**Given request:**
Rename every "Practice" in the entries below to "Exercise", and leave everything else the same.

-- Start Given information --

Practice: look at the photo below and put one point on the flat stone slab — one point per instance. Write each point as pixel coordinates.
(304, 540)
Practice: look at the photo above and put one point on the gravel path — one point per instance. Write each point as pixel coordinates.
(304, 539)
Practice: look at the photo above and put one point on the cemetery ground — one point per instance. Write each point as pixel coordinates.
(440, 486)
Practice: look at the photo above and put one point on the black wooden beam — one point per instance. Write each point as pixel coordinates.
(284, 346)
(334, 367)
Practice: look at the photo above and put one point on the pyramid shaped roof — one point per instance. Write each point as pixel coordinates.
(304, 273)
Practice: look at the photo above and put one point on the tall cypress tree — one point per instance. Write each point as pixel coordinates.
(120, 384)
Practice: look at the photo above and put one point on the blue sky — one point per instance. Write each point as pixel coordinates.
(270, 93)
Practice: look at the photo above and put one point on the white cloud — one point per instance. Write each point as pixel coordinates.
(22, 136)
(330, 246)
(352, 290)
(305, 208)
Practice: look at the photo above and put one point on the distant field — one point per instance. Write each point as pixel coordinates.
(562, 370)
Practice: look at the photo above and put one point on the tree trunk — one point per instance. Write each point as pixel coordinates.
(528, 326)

-- End Given information --

**Full output:**
Exercise: look at the photo below and put one point on the flat stone slab — one point per instance. Write each point as pixel coordinates.
(304, 540)
Exercise: look at the photo above and put one point on the gravel path — one point per instance. Write each point as pixel coordinates.
(304, 539)
Exercise: look at the photo above and put one point on the cemetery ground — one point per instance. Write each point as pixel coordinates.
(440, 486)
Exercise: look at the photo above and put one point on the black wooden beam — one point per instance. Write each point as pixel coordinates.
(284, 346)
(334, 367)
Exercise: look at the photo above and put one point on the pyramid shaped roof — one point per instance. Write each point as pixel coordinates.
(304, 273)
Exercise: look at the photo above and put one point on the tall cypress tree — one point per instance. Write each point as pixel coordinates.
(120, 384)
Exercise: look at the photo above and put one point on the blue sky — one point per instance. Write each point as pixel coordinates.
(270, 93)
Exercise: look at the photo above and put one point on the white cloud — one point per instance. Write each point as pixel coordinates.
(22, 136)
(330, 246)
(352, 290)
(305, 208)
Exercise: look at the photo above and put one point on the distant field — one point per instance. Write each point as pixel coordinates.
(562, 370)
Exercise: look at the photo above and put one point on the tree trunk — one point per instance. Write each point as pixel coordinates.
(528, 326)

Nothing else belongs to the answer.